◆ **Problem statement**: Using the blog post, explain in one to three sentences why the writer wants to remain involved in the hobbies she loves.

◆ **Extract provided**:
*** Begin section ***
Well here it is, June 13th, almost 1 year since I took a hiatus from this little blog of mine to focus on the baby growing inside of me and share my excitement over at Oh Da Baby! Motherhood is simply breathtaking. It's all I imagined it would be and much more! Becoming a mom and focusing day in and day out on my daughter has made me also think a lot about myself. Where would my life be if I hadn't moved back "home" 3 years ago. Would I have experienced all the things I long for deep down in my soul? Would I have made up for lack of marriage and a baby with traveling and writing? Would I indulge my love of photography more, paint more, have more close-knit friends? I've thought a lot about "What ifs" as I've had extra time on my hands during long naps and playtime on the living room floor. Would my life be more or less? LESS. Much, much less!
In knowing this I also know my life is more than just diaper changer, "milk wagon", rattle shaker. I am my own person, more than just a mother. I can't just finish were I left off and now live vicariously through my daughter. Yes I have many hopes and dreams for her. Hopes that she'll live adventurously with reckless abandon and the smarts of a woman who knows her heart. I dream that she will get to do some of the things I never did, things I was too afraid to do. I pray she won't make some of the horrendous decision I made in my past.
In pondering all of the things I want for my daughter I have opened my eyes back to the things I wanted for myself. I want to volunteer at a hospital, gather a team for Relay For Life, start an Etsy shop, give more gifts, write a children's book series, tell stories through photography, see the world, own a VW camper, learn sign language. The list doesn't end in these words I write, it is ever growing and changing. I want to make sure I remain involved in hobbies I love so that one day when my children go off, get married and begin families of their own I don't end up saying now what? I know there will not always be tomorrow, so I better get a start on things right now.
*** End section ***
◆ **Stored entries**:
*** Begin section ***
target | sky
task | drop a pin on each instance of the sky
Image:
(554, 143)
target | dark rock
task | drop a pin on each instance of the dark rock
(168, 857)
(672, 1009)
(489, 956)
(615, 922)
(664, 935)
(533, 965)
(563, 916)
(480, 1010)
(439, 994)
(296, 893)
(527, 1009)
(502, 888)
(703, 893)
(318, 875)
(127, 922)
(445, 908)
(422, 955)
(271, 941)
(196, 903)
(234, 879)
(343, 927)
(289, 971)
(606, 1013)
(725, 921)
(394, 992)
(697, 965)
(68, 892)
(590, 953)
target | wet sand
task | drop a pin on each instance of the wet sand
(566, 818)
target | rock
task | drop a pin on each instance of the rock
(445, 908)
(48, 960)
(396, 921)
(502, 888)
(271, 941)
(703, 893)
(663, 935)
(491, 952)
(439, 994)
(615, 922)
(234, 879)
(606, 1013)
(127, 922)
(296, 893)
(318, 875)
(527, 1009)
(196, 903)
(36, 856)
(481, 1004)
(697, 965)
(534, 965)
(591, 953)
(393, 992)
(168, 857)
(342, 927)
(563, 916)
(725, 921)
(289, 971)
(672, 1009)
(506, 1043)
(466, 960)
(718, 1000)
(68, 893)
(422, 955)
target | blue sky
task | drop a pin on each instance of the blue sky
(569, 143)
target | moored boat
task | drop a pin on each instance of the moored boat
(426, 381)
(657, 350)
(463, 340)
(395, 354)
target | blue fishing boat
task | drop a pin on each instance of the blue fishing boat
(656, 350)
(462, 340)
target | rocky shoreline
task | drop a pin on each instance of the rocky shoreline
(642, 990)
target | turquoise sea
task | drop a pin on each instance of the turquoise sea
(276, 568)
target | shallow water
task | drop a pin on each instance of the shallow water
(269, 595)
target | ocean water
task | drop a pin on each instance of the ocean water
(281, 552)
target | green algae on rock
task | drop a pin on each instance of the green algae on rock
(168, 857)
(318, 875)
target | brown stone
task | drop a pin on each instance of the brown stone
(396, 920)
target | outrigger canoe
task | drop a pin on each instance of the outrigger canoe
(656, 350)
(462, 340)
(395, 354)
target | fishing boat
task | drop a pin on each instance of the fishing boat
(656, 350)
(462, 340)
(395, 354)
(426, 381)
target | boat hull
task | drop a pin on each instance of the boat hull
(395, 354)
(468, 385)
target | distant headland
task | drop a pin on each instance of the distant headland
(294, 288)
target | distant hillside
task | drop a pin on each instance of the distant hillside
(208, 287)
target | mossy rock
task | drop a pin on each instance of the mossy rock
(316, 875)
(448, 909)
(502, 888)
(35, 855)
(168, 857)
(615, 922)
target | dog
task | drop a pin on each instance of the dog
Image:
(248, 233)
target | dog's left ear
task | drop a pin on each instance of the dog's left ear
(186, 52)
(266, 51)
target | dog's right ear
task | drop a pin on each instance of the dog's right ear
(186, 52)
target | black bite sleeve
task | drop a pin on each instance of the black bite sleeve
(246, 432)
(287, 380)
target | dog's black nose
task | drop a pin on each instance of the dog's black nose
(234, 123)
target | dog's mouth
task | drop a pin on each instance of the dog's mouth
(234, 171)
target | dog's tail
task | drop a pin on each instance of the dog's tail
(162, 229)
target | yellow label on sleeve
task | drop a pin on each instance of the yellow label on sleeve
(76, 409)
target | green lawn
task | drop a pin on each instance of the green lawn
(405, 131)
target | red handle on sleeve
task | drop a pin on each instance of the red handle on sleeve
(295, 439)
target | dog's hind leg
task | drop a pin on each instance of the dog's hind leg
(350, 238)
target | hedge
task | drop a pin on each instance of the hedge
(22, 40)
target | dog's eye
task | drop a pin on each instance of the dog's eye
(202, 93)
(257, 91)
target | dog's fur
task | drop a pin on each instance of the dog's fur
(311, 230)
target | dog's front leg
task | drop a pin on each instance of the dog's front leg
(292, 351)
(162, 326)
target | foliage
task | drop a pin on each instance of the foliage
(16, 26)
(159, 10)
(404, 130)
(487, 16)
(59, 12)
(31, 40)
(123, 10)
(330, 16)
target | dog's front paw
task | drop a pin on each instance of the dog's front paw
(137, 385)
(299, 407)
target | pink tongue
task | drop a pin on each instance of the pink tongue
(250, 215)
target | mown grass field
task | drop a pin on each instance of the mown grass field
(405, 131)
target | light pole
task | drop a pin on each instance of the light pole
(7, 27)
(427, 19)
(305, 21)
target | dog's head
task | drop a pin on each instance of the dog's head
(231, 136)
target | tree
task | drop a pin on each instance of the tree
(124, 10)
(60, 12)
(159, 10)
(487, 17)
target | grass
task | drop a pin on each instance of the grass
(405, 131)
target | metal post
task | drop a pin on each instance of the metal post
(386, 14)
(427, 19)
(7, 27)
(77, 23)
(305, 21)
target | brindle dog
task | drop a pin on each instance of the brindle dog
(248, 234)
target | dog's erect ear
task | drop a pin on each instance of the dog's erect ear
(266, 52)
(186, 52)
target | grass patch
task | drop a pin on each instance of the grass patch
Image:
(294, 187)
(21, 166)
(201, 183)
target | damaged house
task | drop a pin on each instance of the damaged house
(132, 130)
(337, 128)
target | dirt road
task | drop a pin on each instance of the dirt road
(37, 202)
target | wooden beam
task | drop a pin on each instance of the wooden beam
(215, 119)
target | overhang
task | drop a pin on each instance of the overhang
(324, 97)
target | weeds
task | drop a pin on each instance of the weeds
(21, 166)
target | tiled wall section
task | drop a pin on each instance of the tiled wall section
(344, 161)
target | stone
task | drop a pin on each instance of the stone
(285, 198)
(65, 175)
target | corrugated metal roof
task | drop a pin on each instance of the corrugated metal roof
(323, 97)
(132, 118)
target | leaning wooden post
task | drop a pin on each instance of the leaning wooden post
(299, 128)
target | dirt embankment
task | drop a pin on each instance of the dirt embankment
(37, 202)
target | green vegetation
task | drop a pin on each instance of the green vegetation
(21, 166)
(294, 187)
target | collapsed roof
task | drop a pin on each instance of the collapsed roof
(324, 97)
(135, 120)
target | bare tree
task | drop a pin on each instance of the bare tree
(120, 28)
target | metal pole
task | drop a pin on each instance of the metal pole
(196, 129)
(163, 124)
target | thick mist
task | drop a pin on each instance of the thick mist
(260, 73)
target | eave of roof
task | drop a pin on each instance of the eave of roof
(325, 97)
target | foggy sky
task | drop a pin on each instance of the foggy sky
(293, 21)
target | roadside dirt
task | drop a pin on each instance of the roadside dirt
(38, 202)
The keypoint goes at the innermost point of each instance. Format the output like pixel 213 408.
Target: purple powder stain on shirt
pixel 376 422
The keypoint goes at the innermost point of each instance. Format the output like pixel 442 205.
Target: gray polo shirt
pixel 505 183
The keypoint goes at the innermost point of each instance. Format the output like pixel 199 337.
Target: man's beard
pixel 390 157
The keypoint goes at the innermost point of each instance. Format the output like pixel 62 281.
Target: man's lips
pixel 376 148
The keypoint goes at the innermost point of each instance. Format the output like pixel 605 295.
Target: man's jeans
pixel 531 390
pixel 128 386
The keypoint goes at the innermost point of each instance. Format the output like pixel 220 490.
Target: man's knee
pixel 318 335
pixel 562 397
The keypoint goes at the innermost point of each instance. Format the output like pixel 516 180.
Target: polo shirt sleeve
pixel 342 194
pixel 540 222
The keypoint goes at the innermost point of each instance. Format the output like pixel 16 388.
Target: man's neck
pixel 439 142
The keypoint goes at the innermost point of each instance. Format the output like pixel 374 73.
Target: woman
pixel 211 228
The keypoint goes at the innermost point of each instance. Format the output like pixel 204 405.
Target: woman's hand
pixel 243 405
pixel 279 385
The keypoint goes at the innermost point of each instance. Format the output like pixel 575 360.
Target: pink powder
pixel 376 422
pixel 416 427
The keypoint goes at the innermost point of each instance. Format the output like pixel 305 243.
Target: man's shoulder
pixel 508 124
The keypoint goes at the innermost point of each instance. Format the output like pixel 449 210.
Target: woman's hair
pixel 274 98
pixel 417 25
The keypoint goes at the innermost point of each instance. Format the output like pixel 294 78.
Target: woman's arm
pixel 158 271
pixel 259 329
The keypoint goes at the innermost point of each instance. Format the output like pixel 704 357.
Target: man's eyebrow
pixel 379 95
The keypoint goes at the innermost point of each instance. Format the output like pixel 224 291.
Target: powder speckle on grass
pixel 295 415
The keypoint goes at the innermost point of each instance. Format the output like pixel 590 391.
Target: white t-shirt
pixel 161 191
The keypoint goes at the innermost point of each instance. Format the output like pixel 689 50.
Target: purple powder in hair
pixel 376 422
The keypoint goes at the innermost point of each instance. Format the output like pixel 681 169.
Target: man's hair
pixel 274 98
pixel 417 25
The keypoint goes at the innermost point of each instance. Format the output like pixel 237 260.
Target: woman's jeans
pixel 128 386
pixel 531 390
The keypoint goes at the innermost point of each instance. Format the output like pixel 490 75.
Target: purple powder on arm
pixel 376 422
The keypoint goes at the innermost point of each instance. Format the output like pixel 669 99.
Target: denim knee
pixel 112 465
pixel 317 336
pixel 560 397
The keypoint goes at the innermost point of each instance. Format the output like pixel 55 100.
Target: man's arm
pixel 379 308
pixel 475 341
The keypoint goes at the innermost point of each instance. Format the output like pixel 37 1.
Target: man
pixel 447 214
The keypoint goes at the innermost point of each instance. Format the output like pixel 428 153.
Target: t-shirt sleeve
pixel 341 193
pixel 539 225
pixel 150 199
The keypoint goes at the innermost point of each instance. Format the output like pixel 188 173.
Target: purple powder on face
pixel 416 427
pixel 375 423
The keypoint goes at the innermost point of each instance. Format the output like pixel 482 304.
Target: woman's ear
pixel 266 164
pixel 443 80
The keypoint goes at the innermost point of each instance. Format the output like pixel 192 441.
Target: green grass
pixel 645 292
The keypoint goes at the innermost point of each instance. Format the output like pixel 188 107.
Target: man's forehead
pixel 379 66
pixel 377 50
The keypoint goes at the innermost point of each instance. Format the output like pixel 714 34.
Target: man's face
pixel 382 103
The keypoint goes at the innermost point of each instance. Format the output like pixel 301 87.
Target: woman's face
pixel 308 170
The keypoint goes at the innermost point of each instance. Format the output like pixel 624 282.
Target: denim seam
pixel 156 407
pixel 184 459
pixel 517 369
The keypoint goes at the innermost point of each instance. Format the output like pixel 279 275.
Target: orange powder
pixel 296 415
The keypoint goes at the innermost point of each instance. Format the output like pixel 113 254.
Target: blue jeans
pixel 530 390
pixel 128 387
*** End section ***
◆ **Solution for this task**: The writer wants to keep up the hobbies she loves so that, once her children go off, marry, and begin families of their own, she does not find herself asking "now what?" Because she knows there will not always be a tomorrow, she intends to start on those things right now.